-- Source data follows --

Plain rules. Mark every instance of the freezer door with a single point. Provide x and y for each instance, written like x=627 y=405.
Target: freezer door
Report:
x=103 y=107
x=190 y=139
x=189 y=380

-- Source data concluded --

(Work to be completed)
Could you restate the records above word for word?

(Exercise answer)
Plain rules. Mark every instance of the freezer door with a single point. Provide x and y for each instance, written like x=627 y=405.
Target: freezer door
Report:
x=103 y=107
x=190 y=139
x=189 y=380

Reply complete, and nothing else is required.